• What you are asked to do: Edit the part of the records that opens with the line containing "[locate] the wire-rimmed" and closes with the line containing "<point>754,347</point>": write those lines out again with "necktie" changed to "tie" and nothing else altered.

....................

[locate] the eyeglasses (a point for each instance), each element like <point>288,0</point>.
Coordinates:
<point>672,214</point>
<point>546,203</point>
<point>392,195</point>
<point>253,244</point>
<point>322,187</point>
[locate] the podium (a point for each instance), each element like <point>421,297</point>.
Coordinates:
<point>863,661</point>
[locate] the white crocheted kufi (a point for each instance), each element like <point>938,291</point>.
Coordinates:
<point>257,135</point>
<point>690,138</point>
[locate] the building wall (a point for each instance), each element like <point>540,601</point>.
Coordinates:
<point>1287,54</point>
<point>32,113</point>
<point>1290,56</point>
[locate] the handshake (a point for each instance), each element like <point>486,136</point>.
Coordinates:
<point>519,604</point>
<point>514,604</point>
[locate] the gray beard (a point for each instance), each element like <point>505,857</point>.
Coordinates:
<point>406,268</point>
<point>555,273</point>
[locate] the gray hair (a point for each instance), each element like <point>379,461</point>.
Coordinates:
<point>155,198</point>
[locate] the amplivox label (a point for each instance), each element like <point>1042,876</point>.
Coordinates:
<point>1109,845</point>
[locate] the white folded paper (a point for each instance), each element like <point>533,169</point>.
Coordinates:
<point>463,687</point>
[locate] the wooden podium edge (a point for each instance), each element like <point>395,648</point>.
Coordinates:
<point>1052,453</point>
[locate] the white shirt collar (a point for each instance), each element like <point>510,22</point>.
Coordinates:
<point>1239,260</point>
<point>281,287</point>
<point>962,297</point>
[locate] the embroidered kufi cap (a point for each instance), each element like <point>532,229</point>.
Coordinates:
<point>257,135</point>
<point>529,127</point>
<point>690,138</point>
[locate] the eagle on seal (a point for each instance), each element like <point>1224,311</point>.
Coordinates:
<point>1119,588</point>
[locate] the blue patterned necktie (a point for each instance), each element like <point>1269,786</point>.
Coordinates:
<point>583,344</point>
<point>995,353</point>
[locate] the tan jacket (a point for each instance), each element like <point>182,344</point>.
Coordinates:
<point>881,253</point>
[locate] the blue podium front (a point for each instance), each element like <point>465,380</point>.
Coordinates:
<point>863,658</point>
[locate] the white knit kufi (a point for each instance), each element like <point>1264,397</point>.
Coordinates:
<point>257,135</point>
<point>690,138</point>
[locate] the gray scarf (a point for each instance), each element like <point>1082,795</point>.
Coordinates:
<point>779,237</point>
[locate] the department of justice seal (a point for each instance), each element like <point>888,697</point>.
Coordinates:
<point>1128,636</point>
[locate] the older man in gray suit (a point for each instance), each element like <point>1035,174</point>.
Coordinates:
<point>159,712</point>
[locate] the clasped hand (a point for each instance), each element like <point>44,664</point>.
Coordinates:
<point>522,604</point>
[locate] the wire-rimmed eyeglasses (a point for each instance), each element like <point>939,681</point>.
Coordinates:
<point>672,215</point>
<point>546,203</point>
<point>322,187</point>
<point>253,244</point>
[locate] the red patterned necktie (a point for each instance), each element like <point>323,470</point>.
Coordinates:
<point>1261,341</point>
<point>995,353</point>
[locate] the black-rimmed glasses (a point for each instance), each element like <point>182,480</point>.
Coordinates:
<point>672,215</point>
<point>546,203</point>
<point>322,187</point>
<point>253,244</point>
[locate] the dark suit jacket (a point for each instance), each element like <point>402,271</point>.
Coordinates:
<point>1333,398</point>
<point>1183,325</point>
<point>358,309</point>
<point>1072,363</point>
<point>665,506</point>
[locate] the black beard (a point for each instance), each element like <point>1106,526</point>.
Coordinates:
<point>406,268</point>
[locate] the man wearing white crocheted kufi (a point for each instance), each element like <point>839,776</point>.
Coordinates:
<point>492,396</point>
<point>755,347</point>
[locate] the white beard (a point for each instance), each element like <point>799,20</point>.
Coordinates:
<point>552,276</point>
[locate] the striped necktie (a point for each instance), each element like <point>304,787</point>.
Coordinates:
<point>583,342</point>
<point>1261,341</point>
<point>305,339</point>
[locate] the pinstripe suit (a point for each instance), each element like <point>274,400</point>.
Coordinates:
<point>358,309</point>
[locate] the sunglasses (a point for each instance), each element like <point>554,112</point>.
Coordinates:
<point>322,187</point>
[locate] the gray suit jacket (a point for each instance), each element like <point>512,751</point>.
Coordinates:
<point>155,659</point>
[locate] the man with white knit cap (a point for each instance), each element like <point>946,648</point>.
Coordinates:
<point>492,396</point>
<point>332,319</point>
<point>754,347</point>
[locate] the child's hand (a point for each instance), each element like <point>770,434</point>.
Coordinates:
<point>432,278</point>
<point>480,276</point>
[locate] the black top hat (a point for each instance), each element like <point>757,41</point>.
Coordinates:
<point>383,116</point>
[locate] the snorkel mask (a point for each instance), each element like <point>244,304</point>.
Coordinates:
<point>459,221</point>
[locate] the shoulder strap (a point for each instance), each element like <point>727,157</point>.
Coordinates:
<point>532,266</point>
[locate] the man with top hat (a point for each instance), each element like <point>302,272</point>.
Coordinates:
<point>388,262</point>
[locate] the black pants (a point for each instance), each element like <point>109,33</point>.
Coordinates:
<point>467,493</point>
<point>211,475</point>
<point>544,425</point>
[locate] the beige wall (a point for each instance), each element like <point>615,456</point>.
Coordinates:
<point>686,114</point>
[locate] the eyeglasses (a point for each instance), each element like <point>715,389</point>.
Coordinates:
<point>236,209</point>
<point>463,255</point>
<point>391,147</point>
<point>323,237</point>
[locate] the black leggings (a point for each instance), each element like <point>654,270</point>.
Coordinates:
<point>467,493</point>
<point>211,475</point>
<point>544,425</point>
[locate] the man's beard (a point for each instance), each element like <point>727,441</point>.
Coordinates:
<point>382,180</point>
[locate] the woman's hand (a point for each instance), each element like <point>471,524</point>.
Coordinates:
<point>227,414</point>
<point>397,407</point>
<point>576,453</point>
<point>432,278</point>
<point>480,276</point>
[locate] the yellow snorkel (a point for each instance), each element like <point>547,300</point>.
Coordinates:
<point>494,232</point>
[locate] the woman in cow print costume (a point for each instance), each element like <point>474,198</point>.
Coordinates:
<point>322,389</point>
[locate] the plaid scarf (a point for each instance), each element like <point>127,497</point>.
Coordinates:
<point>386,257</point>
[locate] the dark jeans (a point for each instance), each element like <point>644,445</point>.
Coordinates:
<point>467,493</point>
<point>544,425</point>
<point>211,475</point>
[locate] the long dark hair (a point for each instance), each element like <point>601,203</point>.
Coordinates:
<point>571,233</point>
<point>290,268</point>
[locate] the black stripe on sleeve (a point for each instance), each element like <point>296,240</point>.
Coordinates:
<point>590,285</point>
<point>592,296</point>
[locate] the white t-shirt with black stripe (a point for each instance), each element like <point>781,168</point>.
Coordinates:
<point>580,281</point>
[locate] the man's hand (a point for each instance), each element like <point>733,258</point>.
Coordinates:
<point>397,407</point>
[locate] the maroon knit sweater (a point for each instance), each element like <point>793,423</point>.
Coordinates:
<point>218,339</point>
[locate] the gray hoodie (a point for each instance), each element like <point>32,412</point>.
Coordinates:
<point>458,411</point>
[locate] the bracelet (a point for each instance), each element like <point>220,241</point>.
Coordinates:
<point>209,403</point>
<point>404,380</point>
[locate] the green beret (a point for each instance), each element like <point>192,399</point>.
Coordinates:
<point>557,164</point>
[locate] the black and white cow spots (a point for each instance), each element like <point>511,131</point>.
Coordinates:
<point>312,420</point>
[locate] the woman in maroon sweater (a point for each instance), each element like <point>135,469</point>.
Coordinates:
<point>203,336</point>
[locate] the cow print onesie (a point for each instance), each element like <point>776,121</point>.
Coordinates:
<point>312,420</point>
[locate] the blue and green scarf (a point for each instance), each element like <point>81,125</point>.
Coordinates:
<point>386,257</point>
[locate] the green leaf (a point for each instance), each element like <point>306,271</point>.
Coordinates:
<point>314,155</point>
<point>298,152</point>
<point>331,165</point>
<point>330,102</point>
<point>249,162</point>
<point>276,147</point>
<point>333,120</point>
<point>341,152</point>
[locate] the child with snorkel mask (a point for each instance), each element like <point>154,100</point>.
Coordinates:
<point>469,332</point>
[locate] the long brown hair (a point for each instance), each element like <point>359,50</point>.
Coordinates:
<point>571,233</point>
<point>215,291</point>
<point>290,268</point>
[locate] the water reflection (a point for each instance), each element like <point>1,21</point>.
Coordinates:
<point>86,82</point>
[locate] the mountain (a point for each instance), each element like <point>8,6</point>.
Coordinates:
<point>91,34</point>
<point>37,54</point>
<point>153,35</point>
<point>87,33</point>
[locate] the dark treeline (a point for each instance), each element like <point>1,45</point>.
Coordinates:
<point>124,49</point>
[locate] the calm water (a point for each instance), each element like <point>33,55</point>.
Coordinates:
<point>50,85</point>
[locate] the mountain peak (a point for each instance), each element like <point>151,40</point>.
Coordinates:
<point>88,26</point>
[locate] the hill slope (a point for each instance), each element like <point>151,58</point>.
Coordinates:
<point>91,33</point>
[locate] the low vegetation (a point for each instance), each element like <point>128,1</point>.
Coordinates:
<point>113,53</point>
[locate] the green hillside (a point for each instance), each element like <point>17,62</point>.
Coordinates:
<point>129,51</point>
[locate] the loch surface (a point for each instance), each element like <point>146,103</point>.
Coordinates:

....................

• Written solution:
[locate] the wire-rimmed eyeglasses (a point for each instance), each element like <point>939,681</point>.
Coordinates:
<point>672,215</point>
<point>546,203</point>
<point>322,187</point>
<point>253,244</point>
[locate] the red patterned tie (a point for each instance), each element like <point>323,470</point>.
Coordinates:
<point>1261,341</point>
<point>995,353</point>
[locate] the black-rimmed glasses (a point for each instance), each element like <point>182,480</point>.
Coordinates:
<point>672,215</point>
<point>546,203</point>
<point>322,187</point>
<point>253,244</point>
[locate] the dark suit jacket (a point for each instance), each element like <point>402,271</point>.
Coordinates:
<point>1333,398</point>
<point>1183,325</point>
<point>358,309</point>
<point>1072,363</point>
<point>665,506</point>
[locate] the black beard (a point for each instance), each element like <point>1106,526</point>.
Coordinates:
<point>406,268</point>
[locate] the man wearing white crocheted kufi (a point for each instance), each element like <point>839,776</point>.
Coordinates:
<point>492,396</point>
<point>755,347</point>
[locate] the white beard (a point for each instance), each element like <point>799,20</point>.
Coordinates:
<point>552,276</point>
[locate] the striped tie (a point for each instance), each element like <point>304,787</point>.
Coordinates:
<point>583,342</point>
<point>1261,341</point>
<point>305,339</point>
[locate] the pinstripe suit (a point for each instance), each element like <point>274,400</point>.
Coordinates:
<point>358,309</point>
[locate] the sunglasses (a point for each instance), each element like <point>554,112</point>.
Coordinates:
<point>322,187</point>
[locate] the gray suit jacket (a point for each instance), each element like <point>512,751</point>.
Coordinates:
<point>155,659</point>
[locate] the man with white knit cap (a point for each instance), each element like <point>946,648</point>.
Coordinates:
<point>492,396</point>
<point>332,319</point>
<point>754,347</point>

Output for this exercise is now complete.